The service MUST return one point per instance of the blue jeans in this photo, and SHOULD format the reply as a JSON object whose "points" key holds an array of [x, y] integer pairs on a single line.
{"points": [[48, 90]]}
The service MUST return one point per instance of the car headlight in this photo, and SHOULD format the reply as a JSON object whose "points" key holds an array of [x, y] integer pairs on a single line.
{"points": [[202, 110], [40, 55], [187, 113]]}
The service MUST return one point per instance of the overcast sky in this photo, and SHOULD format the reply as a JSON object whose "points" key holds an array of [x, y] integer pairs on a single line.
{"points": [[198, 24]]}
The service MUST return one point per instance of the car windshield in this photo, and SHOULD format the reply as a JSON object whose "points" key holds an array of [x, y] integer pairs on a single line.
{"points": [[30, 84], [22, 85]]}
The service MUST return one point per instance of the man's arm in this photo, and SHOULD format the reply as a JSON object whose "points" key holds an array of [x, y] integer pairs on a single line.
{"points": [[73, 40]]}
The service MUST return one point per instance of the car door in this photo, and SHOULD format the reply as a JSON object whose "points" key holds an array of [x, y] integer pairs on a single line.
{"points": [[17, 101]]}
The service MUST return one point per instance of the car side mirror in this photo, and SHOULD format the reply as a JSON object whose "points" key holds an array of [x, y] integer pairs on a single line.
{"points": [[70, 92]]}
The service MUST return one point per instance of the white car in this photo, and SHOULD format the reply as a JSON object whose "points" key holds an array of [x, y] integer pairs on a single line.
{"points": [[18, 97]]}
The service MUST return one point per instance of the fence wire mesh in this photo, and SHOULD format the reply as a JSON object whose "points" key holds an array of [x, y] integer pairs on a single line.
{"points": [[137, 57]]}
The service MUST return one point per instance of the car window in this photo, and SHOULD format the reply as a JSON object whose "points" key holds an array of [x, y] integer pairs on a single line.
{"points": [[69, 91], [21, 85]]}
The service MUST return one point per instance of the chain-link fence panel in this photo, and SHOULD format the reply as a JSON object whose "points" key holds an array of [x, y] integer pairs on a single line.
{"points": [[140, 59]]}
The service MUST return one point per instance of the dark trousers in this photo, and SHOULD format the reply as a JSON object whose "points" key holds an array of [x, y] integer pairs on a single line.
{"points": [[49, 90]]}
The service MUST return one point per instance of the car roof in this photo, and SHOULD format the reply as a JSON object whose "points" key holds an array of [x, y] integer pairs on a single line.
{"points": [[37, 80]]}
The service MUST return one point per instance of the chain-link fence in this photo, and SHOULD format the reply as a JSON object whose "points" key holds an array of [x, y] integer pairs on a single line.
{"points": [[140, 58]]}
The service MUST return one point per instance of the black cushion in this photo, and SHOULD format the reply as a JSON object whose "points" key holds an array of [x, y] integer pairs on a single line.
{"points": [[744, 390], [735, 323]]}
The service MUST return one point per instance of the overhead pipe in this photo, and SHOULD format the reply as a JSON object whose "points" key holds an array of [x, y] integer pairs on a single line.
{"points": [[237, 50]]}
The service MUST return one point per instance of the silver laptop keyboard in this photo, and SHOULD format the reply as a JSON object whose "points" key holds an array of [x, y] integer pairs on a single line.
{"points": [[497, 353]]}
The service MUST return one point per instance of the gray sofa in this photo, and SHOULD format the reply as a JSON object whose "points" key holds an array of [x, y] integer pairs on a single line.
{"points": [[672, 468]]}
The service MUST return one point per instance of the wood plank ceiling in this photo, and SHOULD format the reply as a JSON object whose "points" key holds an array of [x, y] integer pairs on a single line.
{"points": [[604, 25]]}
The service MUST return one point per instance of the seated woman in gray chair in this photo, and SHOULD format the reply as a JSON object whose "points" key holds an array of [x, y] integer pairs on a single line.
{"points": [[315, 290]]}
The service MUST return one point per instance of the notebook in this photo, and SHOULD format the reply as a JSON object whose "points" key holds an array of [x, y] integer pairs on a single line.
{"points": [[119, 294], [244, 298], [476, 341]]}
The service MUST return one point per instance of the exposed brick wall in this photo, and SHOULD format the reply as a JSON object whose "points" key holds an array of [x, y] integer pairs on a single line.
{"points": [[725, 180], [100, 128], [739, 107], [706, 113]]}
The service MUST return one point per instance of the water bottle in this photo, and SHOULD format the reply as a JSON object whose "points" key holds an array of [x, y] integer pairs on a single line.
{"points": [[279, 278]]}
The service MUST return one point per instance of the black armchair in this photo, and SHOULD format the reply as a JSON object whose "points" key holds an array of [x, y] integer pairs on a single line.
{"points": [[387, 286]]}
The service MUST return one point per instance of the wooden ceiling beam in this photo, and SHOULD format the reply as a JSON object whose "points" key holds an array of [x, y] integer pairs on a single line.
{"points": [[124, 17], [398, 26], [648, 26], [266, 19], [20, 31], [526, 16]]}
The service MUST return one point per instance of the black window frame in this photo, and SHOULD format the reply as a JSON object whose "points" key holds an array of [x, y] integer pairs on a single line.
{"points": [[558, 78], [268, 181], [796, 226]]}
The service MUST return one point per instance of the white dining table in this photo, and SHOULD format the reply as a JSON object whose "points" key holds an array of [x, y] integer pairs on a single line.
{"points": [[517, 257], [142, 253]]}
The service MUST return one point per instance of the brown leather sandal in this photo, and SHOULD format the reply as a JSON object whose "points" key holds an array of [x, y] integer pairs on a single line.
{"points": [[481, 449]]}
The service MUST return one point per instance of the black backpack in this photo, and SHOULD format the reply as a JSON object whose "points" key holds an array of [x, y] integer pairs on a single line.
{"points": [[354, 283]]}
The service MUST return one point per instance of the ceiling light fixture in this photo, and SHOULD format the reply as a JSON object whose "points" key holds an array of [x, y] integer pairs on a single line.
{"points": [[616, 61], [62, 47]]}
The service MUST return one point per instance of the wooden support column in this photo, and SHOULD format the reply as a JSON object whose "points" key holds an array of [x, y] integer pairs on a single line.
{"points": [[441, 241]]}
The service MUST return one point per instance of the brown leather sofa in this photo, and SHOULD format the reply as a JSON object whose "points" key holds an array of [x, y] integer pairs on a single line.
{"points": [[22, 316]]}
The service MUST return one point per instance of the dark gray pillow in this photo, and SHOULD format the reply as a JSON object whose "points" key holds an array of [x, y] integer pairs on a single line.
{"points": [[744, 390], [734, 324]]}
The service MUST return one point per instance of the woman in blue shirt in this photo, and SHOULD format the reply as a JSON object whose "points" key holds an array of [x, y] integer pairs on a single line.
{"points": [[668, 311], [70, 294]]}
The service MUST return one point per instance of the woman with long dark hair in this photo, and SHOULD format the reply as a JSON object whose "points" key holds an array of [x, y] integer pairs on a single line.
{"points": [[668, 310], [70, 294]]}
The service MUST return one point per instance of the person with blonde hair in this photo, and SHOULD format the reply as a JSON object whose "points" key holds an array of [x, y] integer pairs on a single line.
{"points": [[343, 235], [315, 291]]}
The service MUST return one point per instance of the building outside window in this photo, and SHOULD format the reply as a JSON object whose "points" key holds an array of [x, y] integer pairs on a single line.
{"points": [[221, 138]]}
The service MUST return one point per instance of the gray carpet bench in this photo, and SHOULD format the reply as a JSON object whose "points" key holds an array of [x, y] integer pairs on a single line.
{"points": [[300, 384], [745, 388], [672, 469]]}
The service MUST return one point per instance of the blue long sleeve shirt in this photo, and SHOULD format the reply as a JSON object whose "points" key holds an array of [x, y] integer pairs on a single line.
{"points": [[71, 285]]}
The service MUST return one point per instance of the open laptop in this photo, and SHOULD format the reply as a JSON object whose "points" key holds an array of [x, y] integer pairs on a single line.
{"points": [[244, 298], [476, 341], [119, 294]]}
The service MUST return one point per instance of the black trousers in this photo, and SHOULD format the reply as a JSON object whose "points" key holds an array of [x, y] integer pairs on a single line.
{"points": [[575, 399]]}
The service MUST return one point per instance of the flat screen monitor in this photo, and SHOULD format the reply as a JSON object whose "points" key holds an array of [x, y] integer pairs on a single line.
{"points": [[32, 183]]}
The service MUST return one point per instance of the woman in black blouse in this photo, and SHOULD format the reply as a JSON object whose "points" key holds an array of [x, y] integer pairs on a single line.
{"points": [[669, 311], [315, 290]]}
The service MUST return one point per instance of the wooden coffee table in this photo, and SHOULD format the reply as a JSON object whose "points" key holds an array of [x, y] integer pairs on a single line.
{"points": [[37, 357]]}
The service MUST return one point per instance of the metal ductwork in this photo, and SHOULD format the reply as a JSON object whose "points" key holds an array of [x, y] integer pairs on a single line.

* * * * * * * * *

- [CHALLENGE]:
Write the lines out exactly, from the one with "the black trousers" down to the last line of the listing, and leave out all others.

- [THE SOLUTION]:
The service MUST return one point per instance of the black trousers in this photo, and SHOULD format the reply as a JSON object whose "points" key holds an array of [x, y] integer pairs on a single line.
{"points": [[575, 399]]}
The service MUST return one point per instance of the flat screen monitor in this photo, and SHOULD format the reply as a JSON object whose "points" key holds an array of [x, y] integer pairs on a single line.
{"points": [[32, 183]]}
The service MUST return one point per instance of the woman in black blouse in this photo, and SHOULD format the reply as a JSON object whose "points" key holds an array of [x, y] integer pairs on a single line.
{"points": [[669, 311], [315, 290]]}
The service MUST return one point per instance of the wooden coffee table in this photo, and SHOULD format the reply as a JSON object whose "points" key holds an array of [x, y] integer pairs on a single line.
{"points": [[37, 357]]}
The service MUST return one point per instance of the metal ductwork in this photo, and SHOULD format the reply as a JSON object whose "points" key holds an array of [x, y] integer pairs on a single line.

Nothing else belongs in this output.